Stored data entries
Start of Block

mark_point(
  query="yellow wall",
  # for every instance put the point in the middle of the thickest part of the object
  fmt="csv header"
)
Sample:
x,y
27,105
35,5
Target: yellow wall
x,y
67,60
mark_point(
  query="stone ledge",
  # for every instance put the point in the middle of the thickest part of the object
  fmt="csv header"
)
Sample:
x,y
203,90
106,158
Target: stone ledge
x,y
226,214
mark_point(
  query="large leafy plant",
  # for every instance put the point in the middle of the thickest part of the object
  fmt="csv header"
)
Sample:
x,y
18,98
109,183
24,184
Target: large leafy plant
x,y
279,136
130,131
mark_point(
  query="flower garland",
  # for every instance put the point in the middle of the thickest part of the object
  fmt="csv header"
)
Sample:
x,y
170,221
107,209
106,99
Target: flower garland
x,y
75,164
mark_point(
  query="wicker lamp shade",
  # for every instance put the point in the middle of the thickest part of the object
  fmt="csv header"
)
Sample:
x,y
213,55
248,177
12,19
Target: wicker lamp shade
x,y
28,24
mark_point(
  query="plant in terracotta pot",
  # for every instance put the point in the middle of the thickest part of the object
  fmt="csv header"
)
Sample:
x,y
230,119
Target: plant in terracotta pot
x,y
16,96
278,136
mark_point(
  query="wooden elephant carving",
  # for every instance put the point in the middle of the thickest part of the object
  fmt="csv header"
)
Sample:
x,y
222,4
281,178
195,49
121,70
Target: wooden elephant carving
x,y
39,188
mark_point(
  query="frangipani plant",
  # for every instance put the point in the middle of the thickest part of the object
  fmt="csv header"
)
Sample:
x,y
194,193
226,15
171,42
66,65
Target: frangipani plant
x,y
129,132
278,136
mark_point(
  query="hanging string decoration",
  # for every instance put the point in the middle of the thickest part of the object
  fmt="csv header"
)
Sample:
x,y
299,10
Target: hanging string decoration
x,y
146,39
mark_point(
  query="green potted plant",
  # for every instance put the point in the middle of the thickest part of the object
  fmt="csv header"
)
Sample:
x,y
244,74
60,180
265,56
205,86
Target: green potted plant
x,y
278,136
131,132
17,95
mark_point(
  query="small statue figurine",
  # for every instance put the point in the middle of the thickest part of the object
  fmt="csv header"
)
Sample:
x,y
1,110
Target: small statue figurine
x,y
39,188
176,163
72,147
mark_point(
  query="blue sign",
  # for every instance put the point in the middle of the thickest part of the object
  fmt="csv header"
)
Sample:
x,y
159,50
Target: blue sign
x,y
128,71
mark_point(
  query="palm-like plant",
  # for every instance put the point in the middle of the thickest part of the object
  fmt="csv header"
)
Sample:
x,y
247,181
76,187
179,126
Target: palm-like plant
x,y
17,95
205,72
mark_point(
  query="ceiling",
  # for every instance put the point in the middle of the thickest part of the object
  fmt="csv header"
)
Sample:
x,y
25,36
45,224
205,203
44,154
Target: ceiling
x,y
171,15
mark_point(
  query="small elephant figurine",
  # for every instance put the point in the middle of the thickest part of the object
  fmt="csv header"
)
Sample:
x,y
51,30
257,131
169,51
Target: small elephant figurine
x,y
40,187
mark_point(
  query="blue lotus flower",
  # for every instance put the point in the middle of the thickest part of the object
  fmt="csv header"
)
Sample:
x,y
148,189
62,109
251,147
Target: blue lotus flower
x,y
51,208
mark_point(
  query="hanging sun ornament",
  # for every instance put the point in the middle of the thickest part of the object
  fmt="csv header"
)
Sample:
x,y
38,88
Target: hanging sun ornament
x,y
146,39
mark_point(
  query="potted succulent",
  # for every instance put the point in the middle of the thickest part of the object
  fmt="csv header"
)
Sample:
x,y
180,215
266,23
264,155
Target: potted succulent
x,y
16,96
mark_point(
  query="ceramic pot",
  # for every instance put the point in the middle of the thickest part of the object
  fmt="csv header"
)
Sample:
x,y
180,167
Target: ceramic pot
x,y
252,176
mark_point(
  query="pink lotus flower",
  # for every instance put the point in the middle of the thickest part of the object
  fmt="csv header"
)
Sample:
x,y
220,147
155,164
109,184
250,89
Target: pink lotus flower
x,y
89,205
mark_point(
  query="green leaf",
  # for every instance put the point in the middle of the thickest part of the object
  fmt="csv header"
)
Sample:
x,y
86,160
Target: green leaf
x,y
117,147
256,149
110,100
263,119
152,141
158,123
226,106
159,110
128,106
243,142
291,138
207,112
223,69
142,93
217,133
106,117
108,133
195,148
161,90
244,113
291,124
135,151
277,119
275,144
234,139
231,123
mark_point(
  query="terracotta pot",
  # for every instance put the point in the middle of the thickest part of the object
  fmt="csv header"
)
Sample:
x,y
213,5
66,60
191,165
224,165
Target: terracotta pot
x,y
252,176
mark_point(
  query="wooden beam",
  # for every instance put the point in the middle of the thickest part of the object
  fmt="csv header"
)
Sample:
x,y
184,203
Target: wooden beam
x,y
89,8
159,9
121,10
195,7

End of Block

__Work request__. All lines above are to be transcribed exactly.

__Result__.
mark_point(
  query="yellow wall",
  # for every instance put the point in the middle of the thickest part of the object
  fmt="csv header"
)
Sample:
x,y
27,105
35,5
Target: yellow wall
x,y
67,60
mark_point(
  query="stone ledge",
  # for every instance put the point in the middle of the thickest part of the object
  fmt="csv header"
)
Sample:
x,y
203,90
106,158
Target: stone ledge
x,y
226,214
mark_point(
  query="large leafy plant",
  # for every instance put the point in the middle of the thickest part of the object
  fmt="csv header"
)
Sample:
x,y
18,98
109,183
24,184
Target: large leafy plant
x,y
279,136
130,131
mark_point(
  query="flower garland",
  # for every instance put the point in the middle of the thickest part of the object
  fmt="csv header"
)
Sample:
x,y
170,221
107,209
106,99
Target: flower garland
x,y
75,164
mark_point(
  query="wicker lamp shade",
  # for every instance put the point in the middle of the thickest part of the object
  fmt="csv header"
)
Sample:
x,y
213,55
248,177
12,19
Target: wicker lamp shade
x,y
28,24
mark_point(
  query="plant in terracotta pot",
  # for every instance put the point in the middle of the thickest part of the object
  fmt="csv header"
)
Sample:
x,y
230,119
Target: plant in terracotta pot
x,y
16,96
278,136
mark_point(
  query="wooden elephant carving",
  # for every instance put the point in the middle of the thickest part of the object
  fmt="csv header"
)
Sample:
x,y
222,4
281,178
195,49
121,70
Target: wooden elephant carving
x,y
39,188
mark_point(
  query="frangipani plant",
  # for every instance put the point in the middle of the thickest part of the object
  fmt="csv header"
)
Sample:
x,y
194,193
226,15
171,42
66,65
Target: frangipani plant
x,y
129,132
278,136
mark_point(
  query="hanging string decoration",
  # for every instance put the point in the middle of the thickest part of the object
  fmt="csv header"
)
Sample:
x,y
299,10
Target: hanging string decoration
x,y
146,39
mark_point(
  query="green potted plant",
  # for every instance put the point in the middle of the thickest part of the object
  fmt="csv header"
)
Sample:
x,y
244,74
60,180
265,56
205,86
Target: green potted plant
x,y
278,136
131,132
17,95
mark_point(
  query="small statue figurine",
  # for every instance put the point in the middle of the thickest part of the object
  fmt="csv header"
)
Sample:
x,y
1,110
Target: small statue figurine
x,y
39,188
176,163
72,147
mark_point(
  query="blue sign",
  # for every instance put the point in the middle of the thickest part of the object
  fmt="csv header"
)
Sample:
x,y
159,50
Target: blue sign
x,y
128,71
mark_point(
  query="palm-like plant",
  # for every instance put the point in the middle of the thickest part of the object
  fmt="csv header"
)
Sample:
x,y
247,181
76,187
179,126
Target: palm-like plant
x,y
17,95
205,72
mark_point(
  query="ceiling",
  # for every instance put the point in the middle of the thickest part of the object
  fmt="csv header"
)
Sample:
x,y
25,36
45,224
205,203
44,154
Target: ceiling
x,y
171,15
mark_point(
  query="small elephant figurine",
  # for every instance put the point in the middle of the thickest part of the object
  fmt="csv header"
)
Sample:
x,y
51,30
257,131
169,51
Target: small elephant figurine
x,y
40,187
mark_point(
  query="blue lotus flower",
  # for every instance put the point in the middle of the thickest part of the object
  fmt="csv header"
)
Sample:
x,y
148,189
62,109
251,147
Target: blue lotus flower
x,y
51,208
mark_point(
  query="hanging sun ornament",
  # for every instance put the point in the middle of the thickest part of the object
  fmt="csv header"
)
Sample:
x,y
38,88
Target: hanging sun ornament
x,y
146,39
mark_point(
  query="potted succulent",
  # for every instance put the point in the middle of the thickest part of the object
  fmt="csv header"
)
Sample:
x,y
180,215
266,23
264,155
Target: potted succulent
x,y
16,96
mark_point(
  query="ceramic pot",
  # for every instance put the point in the middle of the thickest part of the object
  fmt="csv header"
)
Sample:
x,y
180,167
Target: ceramic pot
x,y
252,176
mark_point(
  query="pink lotus flower",
  # for every instance put the point in the middle of the thickest part of the object
  fmt="csv header"
)
Sample:
x,y
220,147
155,164
109,184
250,89
Target: pink lotus flower
x,y
89,205
mark_point(
  query="green leaf",
  # for every instance put the point in the middle of the thickest part of the object
  fmt="csv header"
)
Sample:
x,y
86,160
Target: green leaf
x,y
117,147
256,149
110,100
263,119
152,141
158,123
226,106
159,110
128,106
243,142
291,138
207,112
223,69
142,93
217,133
106,117
108,133
195,148
161,90
244,113
291,124
135,151
277,119
275,144
234,139
231,123
mark_point(
  query="terracotta pot",
  # for every instance put the point in the middle of the thickest part of the object
  fmt="csv header"
)
Sample:
x,y
213,5
66,60
191,165
224,165
Target: terracotta pot
x,y
252,176
mark_point(
  query="wooden beam",
  # for every instance put the point in the middle of the thickest part of the object
  fmt="csv header"
)
Sample:
x,y
184,203
Target: wooden beam
x,y
89,8
159,9
121,10
195,7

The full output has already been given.